Mask labeling data
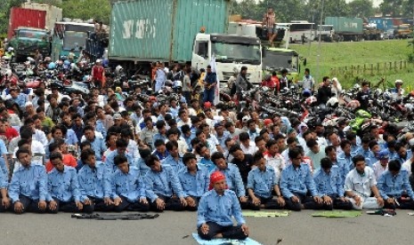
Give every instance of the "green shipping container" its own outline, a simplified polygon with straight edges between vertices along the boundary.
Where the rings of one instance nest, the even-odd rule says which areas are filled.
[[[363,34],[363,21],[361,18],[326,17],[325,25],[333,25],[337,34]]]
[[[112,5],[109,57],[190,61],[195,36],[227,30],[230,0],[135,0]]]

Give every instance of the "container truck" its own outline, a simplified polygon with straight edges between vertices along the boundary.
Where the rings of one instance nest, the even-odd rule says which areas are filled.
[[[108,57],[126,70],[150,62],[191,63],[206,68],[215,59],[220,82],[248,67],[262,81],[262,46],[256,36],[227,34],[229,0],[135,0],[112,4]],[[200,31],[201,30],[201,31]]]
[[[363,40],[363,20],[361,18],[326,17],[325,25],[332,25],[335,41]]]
* * *
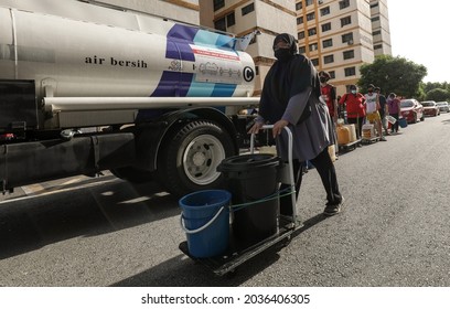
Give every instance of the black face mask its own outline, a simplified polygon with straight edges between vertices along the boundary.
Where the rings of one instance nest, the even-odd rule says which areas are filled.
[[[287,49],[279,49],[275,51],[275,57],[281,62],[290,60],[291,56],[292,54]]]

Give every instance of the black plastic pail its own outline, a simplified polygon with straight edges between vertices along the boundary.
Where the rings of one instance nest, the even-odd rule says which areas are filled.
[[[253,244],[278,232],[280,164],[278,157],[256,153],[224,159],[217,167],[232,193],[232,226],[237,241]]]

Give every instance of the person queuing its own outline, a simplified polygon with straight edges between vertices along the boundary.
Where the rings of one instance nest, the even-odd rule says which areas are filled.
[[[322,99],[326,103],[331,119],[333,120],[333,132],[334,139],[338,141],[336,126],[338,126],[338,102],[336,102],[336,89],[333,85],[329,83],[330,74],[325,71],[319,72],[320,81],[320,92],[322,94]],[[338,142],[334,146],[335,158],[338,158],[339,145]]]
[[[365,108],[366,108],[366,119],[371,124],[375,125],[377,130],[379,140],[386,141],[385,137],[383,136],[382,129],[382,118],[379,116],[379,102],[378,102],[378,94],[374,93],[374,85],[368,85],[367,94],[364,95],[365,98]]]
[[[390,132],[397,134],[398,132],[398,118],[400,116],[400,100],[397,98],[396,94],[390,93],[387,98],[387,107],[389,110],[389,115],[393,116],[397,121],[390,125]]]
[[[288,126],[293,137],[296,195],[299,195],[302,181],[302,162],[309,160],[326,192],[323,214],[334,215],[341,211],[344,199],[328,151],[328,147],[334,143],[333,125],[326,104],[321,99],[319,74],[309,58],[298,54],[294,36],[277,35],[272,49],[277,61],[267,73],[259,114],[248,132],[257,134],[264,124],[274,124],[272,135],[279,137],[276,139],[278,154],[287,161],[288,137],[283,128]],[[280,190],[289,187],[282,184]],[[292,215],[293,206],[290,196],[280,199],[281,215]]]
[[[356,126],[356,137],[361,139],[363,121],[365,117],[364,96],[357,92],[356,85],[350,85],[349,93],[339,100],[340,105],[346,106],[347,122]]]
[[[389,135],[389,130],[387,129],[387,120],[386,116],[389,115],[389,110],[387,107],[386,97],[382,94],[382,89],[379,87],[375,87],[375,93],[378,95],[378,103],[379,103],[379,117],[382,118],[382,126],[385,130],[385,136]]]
---
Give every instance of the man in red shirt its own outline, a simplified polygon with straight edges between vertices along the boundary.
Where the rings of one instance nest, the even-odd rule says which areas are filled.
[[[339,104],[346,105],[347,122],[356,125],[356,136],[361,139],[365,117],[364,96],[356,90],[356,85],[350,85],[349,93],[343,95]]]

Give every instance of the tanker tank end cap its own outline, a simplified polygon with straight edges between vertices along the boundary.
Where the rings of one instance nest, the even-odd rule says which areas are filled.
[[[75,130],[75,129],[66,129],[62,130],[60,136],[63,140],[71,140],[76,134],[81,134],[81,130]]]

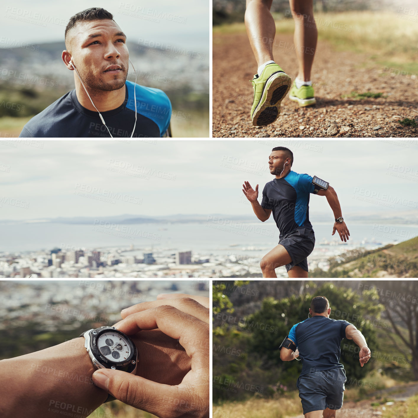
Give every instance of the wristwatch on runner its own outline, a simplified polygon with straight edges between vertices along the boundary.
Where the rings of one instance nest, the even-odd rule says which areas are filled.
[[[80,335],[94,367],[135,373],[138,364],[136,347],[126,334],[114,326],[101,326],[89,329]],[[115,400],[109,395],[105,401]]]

#### Description of the task
Please report how many lines of the data above contain the word "black", matching case exactly. Give only the number.

#### Answer to this task
2